#' Add the Worst or Best Observation for Each By Group as New Records
#'
#' Add the first available record from `events` for each by group as new
#' records, all variables of the selected observation are kept. It can be used
#' for selecting the extreme observation from a series of user-defined events.
#' This distinguishes `derive_extreme_event()` from `derive_extreme_records()`,
#' where extreme records are derived based on certain order of existing
#' variables.
#'
#' @param events Conditions and new values defining events
#'
#' A list of `event()` or `event_joined()` objects is expected. Only
#' observations listed in the `events` are considered for deriving extreme
#' event. If multiple records meet the filter `condition`, take the first
#' record sorted by `order`. The data is grouped by `by_vars`, i.e., summary
#' functions like `all()` or `any()` can be used in `condition`.
#'
#' For `event_joined()` events the observations are selected by calling
#' `filter_joined()`. The `condition` field is passed to the `filter_join` argument.
#'
#' @param tmp_event_nr_var Temporary event number variable
#'
#' The specified variable is added to all source datasets and is set to the
#' number of the event before selecting the records of the event.
#'
#' It can be used in `order` to determine which record should be used if
#' records from more than one event are selected.
#'
#' The variable is not included in the output dataset.
#'
#' @param order Sort order
#'
#' If a particular event from `events` has more than one observation, within
#' the event and by group, the records are ordered by the specified order.
#'
#' `r roxygen_order_na_handling()`
#'
#' @permitted list of expressions created by `exprs()`, e.g.,
#' `exprs(ADT, desc(AVAL))`
#'
#' @param mode Selection mode (first or last)
#'
#' If a particular event from `events` has more than one observation,
#' `"first"`/`"last"` is used to select the first/last record of this type of
#' event sorting by `order`.
#'
#' @permitted `"first"`, `"last"`
#'
#' @param source_datasets Source datasets
#'
#' A named list of datasets is expected. The `dataset_name` field of `event()`
#' and `event_joined()` refers to the dataset provided in the list.

### Exercise A:
According to the function documentation, is the temporary event number variable kept in the output dataset?
The function documentation and the listing come from unrelated sources.

### Given data:
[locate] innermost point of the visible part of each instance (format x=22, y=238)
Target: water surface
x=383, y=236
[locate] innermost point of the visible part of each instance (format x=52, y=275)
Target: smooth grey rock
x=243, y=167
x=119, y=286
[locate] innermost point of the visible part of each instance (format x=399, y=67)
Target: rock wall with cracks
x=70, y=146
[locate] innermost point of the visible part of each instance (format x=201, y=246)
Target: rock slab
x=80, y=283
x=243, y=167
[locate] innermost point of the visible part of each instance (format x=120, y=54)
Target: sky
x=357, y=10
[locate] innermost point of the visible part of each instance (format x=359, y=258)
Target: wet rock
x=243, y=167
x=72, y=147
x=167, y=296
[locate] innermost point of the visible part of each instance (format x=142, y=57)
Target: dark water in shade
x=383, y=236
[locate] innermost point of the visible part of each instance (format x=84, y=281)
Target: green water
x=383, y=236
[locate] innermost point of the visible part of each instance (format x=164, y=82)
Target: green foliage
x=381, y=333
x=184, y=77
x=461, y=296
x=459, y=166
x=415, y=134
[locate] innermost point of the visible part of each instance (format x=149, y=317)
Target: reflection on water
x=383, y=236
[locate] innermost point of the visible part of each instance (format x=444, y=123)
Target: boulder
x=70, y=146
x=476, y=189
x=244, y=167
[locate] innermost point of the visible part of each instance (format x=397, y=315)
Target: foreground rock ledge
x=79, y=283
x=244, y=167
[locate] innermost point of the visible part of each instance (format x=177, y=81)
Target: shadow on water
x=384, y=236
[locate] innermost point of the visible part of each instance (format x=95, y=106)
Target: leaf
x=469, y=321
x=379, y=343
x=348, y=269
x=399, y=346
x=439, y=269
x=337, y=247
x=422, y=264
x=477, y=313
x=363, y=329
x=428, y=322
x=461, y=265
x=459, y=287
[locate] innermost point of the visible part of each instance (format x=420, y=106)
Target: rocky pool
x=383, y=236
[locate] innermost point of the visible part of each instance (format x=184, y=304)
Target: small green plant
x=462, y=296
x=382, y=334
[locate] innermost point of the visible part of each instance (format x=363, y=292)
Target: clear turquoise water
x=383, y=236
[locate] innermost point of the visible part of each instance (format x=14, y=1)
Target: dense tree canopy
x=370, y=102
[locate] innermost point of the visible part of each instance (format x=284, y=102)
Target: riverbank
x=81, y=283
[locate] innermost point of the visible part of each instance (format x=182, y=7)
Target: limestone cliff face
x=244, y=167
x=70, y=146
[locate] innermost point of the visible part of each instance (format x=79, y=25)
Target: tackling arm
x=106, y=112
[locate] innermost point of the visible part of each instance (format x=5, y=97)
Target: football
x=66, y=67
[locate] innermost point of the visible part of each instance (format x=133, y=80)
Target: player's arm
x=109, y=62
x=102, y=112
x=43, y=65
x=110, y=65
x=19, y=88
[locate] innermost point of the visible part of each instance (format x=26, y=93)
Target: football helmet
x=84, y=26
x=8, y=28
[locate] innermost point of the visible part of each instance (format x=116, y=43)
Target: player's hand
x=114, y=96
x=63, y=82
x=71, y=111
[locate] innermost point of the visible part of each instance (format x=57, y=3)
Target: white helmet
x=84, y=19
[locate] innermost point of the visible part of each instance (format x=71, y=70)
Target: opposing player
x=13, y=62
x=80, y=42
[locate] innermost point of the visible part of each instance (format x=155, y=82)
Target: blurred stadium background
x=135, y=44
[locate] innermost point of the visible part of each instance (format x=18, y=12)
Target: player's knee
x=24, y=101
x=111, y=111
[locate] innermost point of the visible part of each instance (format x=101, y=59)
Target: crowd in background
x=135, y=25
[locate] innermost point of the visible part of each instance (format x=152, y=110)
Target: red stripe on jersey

### Exercise B:
Arrange everything in the listing from its first line down to the line containing "x=119, y=286", both included, as a Markdown table with the columns Row and Line, leaving out blank lines.

### Written response A:
No, the variable is not included in the output dataset.

### Written response B:
| Row | Line |
|---|---|
| 1 | [locate] innermost point of the visible part of each instance (format x=22, y=238) |
| 2 | Target: water surface |
| 3 | x=383, y=236 |
| 4 | [locate] innermost point of the visible part of each instance (format x=52, y=275) |
| 5 | Target: smooth grey rock |
| 6 | x=243, y=167 |
| 7 | x=119, y=286 |